Stéphane Hessel (1917-2013)

La confiance dans l'évolution

"Sa capacité d'indignation était sans limites" François Hollande

Tribune libre

Stéphane Hessel, l'auteur du manifeste vendu à des millions d'exemplaires à travers le monde Indignez-vous!, est mort mercredi le 27 février à l'âge de 95 ans. Cet ex-diplomate français et survivant de la Seconde Guerre mondiale considéré comme le «père» du mouvement Occupons aura mis en pratique ce qu'il prêchait jusqu'à son dernier souffle.
Né le 20 octobre 1917 à Berlin, arrivé en France à 7 ans, Stéphane Hessel était le fils de Franz et Helen Hessel, née Grund, qui inspireront, avec l'écrivain Henri-Pierre Roché, le trio Jules et Jim porté à l'écran par le cinéaste français François Truffaut.
Naturalisé en 1937, reçu à l'école d'élite française Normale Supérieure en 1939, Stéphane Hessel, qui parlait allemand, français et anglais, représentait l'incarnation de l'intellectuel européen.
Mobilisé en 1939, fait prisonnier, il s'était évadé et avait rejoint le général De Gaulle à Londres. Envoyé en France en 1944, il avait été arrêté et déporté à Buchenwald, où il avait maquillé son identité pour échapper à la mort. Après une nouvelle évasion, il avait réussi à rallier les troupes américaines pour arriver à Paris en mai 1945.

= = =

• CONSIGNES:
(a) Résumez en deux phrases l'article consacré à Stéphane Hessel.
(b) Rédigez la suite de l'article sur Stéphane Hessel, en partant de sa dernière phrase.

• DONNÉES FOURNIES:
= = =

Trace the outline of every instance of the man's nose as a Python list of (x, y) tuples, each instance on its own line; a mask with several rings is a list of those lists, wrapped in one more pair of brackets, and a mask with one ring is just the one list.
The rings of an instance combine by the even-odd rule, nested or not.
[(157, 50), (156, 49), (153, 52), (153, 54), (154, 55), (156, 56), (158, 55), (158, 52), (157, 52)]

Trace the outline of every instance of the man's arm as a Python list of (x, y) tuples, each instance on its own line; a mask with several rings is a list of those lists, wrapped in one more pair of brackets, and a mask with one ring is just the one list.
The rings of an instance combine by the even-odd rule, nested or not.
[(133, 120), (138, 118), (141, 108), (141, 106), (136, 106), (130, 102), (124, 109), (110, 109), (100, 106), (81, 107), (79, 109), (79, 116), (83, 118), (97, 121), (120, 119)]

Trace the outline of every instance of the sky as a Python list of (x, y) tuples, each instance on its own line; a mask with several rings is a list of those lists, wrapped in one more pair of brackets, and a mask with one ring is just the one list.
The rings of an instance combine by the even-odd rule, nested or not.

= = =

• RÉPONSES PAR CONSIGNE:
(a) Stéphane Hessel, auteur du manifeste Indignez-vous! et considéré comme le « père » du mouvement Occupons, est mort le 27 février à l'âge de 95 ans. Né à Berlin en 1917 et naturalisé français en 1937, cet ex-diplomate avait rejoint le général De Gaulle à Londres, puis, arrêté et déporté à Buchenwald, il s'était évadé pour arriver à Paris en mai 1945.

(b)
À la Libération, il avait rejoint le secrétariat général de l'ONU, participé en tant que secrétaire à la rédaction de la Déclaration universelle des droits de l'Homme et avait entamé une carrière de diplomate qui allait le conduire au Vietnam et à Alger.
Élevé à la dignité d'ambassadeur de France par François Mitterrand en 1981, Stéphane Hessel avait alors milité pour les immigrés sans-papiers et pour les Palestiniens, ce qui lui avait valu les vives critiques des associations juives.
«Je tire de mon "vieil âge" la confiance dans l'évolution, peut-être trop lente, peut-être quelquefois décevante, mais toujours possible», avait confié le corédacteur de la Déclaration universelle des droits de l'homme, en entrevue au Soleil en décembre 2011.
Avec humilité, Stéphane Hessel refusait cependant catégoriquement de s'attribuer la paternité du mouvement. Il répétait que son livret était simplement arrivé au bon moment alors qu'il s'adressait en premier lieu à ses compatriotes «léthargiques» afin qu'ils cessent de s'attarder à leur nombril et qu'ils endossent des causes plus nobles.
À la retraite depuis 1983, Stéphane Hessel avait poursuivi son combat contre les injustices par des publications de manifestes et appels, à commencer par le célèbre Indignez-vous! en octobre 2010.
Cet opuscule de 32 pages, appelant à une «insurrection pacifique», a été vendu à quelque 4,5 millions d'exemplaires dans 35 pays. Il a accompagné les soulèvements populaires contre les régimes dictatoriaux arabes. En Occident, le terme d'«indignés» a été repris par des manifestants en France, Espagne, Grèce, et jusqu'à New York où il a inspiré le mouvement Occupy Wall Street.
Interrogé en mars 2012 par l'AFP, Stéphane Hessel disait «s'étonner» encore de ce succès en ajoutant: «Cela s'explique par un moment historique. Les sociétés sont perdues, se demandent comment faire pour s'en sortir et cherchent un sens à l'aventure humaine».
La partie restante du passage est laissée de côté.